[Exercise goal] Extract exactly the range of lines bounded by the line containing "Each instance receives one keypoint. Annotate the drainpipe" and the final line of the listing, both ends included, and no other lines.

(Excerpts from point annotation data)
+ + + +

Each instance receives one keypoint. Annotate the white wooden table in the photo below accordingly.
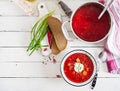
(20, 72)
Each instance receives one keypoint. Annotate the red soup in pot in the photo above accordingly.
(78, 67)
(86, 25)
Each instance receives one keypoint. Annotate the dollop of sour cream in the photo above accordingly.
(78, 67)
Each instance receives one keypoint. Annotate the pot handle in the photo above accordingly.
(65, 32)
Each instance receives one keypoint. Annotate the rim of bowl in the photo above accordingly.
(111, 23)
(94, 70)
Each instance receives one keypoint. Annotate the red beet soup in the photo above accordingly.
(78, 67)
(86, 25)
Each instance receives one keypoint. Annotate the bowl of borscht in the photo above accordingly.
(85, 24)
(78, 67)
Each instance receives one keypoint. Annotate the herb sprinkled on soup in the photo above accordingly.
(78, 67)
(86, 25)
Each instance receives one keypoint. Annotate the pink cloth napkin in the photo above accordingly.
(112, 45)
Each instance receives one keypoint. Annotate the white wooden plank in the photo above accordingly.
(23, 39)
(51, 84)
(21, 55)
(51, 4)
(39, 69)
(17, 23)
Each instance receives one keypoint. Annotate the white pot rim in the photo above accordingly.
(97, 40)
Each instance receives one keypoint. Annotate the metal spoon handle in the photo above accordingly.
(94, 81)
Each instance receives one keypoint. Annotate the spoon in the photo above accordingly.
(108, 4)
(101, 58)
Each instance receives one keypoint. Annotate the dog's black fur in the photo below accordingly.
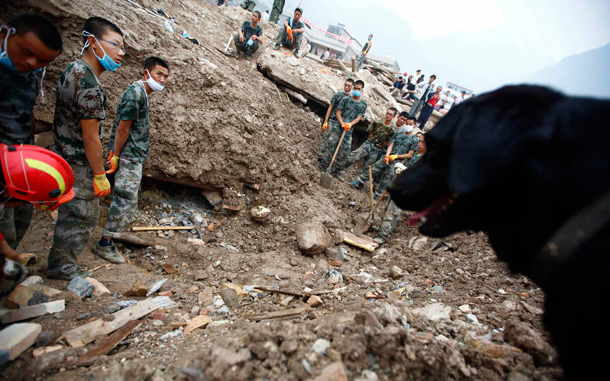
(523, 160)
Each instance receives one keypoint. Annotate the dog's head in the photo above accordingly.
(507, 162)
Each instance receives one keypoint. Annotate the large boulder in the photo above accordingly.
(312, 238)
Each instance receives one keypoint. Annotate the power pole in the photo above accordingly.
(276, 11)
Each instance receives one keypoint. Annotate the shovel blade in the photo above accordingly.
(361, 227)
(325, 180)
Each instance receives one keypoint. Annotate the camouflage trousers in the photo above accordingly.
(243, 46)
(390, 219)
(14, 223)
(284, 39)
(76, 220)
(125, 197)
(369, 152)
(331, 146)
(382, 173)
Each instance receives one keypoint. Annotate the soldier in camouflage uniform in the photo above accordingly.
(276, 10)
(292, 33)
(129, 142)
(249, 36)
(18, 92)
(349, 112)
(79, 109)
(393, 212)
(331, 114)
(379, 136)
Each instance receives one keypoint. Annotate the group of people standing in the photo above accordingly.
(29, 44)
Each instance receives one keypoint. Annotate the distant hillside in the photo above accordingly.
(585, 74)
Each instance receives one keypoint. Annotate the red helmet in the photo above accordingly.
(36, 175)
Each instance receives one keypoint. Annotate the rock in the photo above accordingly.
(82, 287)
(138, 289)
(314, 301)
(434, 311)
(333, 355)
(312, 238)
(333, 372)
(465, 308)
(396, 272)
(192, 290)
(522, 336)
(320, 345)
(223, 310)
(230, 298)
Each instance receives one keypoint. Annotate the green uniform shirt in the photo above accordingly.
(80, 95)
(133, 106)
(335, 102)
(249, 30)
(381, 134)
(404, 143)
(18, 93)
(350, 109)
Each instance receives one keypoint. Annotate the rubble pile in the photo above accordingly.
(238, 297)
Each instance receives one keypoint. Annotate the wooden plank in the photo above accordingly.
(15, 339)
(280, 314)
(108, 343)
(155, 228)
(364, 243)
(88, 332)
(34, 311)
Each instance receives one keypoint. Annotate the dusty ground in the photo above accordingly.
(225, 126)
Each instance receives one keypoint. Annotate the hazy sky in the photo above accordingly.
(482, 43)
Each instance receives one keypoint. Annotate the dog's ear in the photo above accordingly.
(488, 133)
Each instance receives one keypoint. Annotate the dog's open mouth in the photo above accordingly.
(432, 213)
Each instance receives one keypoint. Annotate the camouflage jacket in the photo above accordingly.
(335, 100)
(350, 109)
(18, 93)
(381, 134)
(404, 143)
(133, 106)
(80, 95)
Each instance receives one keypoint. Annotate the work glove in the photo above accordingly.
(101, 185)
(113, 162)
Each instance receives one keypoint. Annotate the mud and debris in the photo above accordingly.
(413, 309)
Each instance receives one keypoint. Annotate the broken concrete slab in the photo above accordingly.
(15, 339)
(34, 311)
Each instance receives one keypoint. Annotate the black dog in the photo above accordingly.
(531, 167)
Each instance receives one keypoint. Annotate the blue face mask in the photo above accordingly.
(4, 58)
(107, 62)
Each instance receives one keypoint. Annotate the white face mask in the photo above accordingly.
(154, 85)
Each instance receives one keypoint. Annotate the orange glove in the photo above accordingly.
(113, 162)
(101, 185)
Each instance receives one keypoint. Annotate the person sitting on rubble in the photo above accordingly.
(350, 111)
(292, 32)
(331, 114)
(249, 37)
(392, 212)
(371, 150)
(129, 142)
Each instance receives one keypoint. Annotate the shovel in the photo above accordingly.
(326, 178)
(363, 225)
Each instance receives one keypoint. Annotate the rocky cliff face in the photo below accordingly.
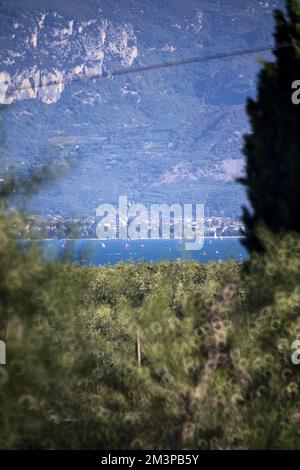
(171, 135)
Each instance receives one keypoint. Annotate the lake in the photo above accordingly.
(94, 252)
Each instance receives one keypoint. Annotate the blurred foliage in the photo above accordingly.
(272, 147)
(216, 347)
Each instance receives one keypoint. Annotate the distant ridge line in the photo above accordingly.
(155, 66)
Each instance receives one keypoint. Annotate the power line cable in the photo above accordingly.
(150, 67)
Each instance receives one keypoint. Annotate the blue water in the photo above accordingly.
(98, 252)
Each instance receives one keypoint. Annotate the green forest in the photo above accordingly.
(174, 355)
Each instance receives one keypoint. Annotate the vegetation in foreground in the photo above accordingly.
(215, 369)
(173, 355)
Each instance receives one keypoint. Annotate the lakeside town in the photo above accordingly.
(58, 227)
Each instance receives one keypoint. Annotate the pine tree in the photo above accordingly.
(272, 149)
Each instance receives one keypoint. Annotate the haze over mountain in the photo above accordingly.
(168, 135)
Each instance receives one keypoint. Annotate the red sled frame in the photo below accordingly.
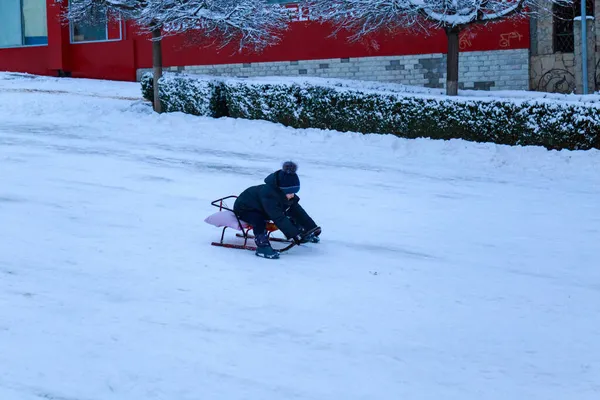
(219, 203)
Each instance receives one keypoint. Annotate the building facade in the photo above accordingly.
(556, 48)
(33, 39)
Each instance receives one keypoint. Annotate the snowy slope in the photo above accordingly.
(448, 270)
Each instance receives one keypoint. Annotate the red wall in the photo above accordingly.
(118, 60)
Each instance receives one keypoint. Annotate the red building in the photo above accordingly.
(33, 39)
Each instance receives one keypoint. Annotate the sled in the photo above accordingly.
(226, 218)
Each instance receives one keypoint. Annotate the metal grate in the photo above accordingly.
(564, 39)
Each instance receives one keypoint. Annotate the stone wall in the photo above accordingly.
(490, 70)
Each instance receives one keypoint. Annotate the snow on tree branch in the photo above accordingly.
(253, 23)
(366, 16)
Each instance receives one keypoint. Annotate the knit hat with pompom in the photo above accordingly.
(287, 179)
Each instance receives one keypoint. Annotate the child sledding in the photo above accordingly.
(266, 208)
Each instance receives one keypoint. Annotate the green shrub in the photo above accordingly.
(555, 125)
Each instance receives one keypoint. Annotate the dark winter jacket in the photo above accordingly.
(271, 202)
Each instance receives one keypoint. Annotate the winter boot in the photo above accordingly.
(263, 247)
(312, 238)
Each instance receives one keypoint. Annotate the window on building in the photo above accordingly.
(23, 23)
(93, 31)
(564, 38)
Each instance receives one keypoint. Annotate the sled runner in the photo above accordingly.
(226, 218)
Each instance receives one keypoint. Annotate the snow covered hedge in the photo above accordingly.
(186, 94)
(555, 125)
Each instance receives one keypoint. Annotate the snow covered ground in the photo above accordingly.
(447, 270)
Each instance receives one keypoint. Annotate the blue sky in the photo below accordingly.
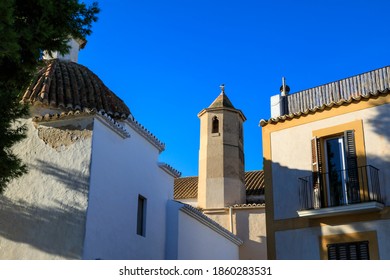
(166, 59)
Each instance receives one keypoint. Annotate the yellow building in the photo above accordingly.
(326, 164)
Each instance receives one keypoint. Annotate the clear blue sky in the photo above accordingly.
(166, 59)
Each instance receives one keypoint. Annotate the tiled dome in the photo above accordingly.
(66, 85)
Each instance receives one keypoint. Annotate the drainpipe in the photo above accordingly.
(231, 218)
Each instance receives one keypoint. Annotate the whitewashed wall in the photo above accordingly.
(189, 239)
(42, 214)
(122, 169)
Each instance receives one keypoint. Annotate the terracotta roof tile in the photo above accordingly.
(187, 187)
(69, 86)
(343, 92)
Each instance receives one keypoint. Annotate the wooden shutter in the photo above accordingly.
(316, 159)
(352, 167)
(349, 251)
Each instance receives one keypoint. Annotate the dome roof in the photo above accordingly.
(66, 85)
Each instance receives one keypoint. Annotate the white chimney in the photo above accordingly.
(75, 46)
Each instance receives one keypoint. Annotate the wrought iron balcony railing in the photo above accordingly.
(340, 187)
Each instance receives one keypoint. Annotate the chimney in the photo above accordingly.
(75, 45)
(279, 102)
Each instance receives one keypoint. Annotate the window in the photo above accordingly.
(215, 125)
(349, 251)
(141, 216)
(335, 170)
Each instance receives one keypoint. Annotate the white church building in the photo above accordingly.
(95, 188)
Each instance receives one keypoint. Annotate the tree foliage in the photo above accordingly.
(27, 27)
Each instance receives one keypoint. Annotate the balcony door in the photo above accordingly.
(336, 177)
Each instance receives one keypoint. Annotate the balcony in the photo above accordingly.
(340, 192)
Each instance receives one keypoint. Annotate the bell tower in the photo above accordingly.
(221, 155)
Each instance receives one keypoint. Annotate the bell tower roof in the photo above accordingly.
(222, 101)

+ + + +

[Completed task]
Each instance receives one keypoint. Annotate the drainpipe in the photo above accordingly.
(231, 218)
Each instance receives one keypoint. Annotate the whitewashed wall in the photo above accordingly.
(189, 239)
(42, 214)
(122, 169)
Each instance receives one keypoint. Annotate the terracotta roof tile in the photo above accordingly.
(187, 187)
(69, 86)
(343, 92)
Each instance receives one keypoint. Annotate the wooden shutter in the photo above accordingly.
(316, 159)
(352, 167)
(349, 251)
Each instance receives one keypoint. Annotate the dome roof in the photo above accordingly.
(66, 85)
Each instance receives one keypoint. Annotate the white chimney in the photo above accordingly.
(75, 46)
Each instance receives one keypoint. Annotate the wrought iron balcony railing in the photo above accordingly.
(340, 187)
Each instance receives one keypoint. Annotate the chimney in the photo above accordingly.
(75, 45)
(279, 102)
Each instance receives one keypoint. Annotate the window in the photo above accordingly.
(215, 125)
(349, 251)
(141, 216)
(335, 170)
Each instance receives one keypoint. Annotate the white church building in the photo above accordingly.
(95, 188)
Each instance receives one keypoint. Annotate the tree foliage in the photo above accordingly.
(27, 27)
Each instance receives one keypoint. Annotate the balcony door in the photo above accordingly.
(336, 177)
Each instance receives one keypoint. Annotate the balcony in the photo above accordingly.
(340, 192)
Each instance receives one keypoint. Annotate the bell tower in the photo above accordingly.
(221, 155)
Each instance receives one keypoint. Annotate the bell tower roof in the photo above accordingly.
(222, 101)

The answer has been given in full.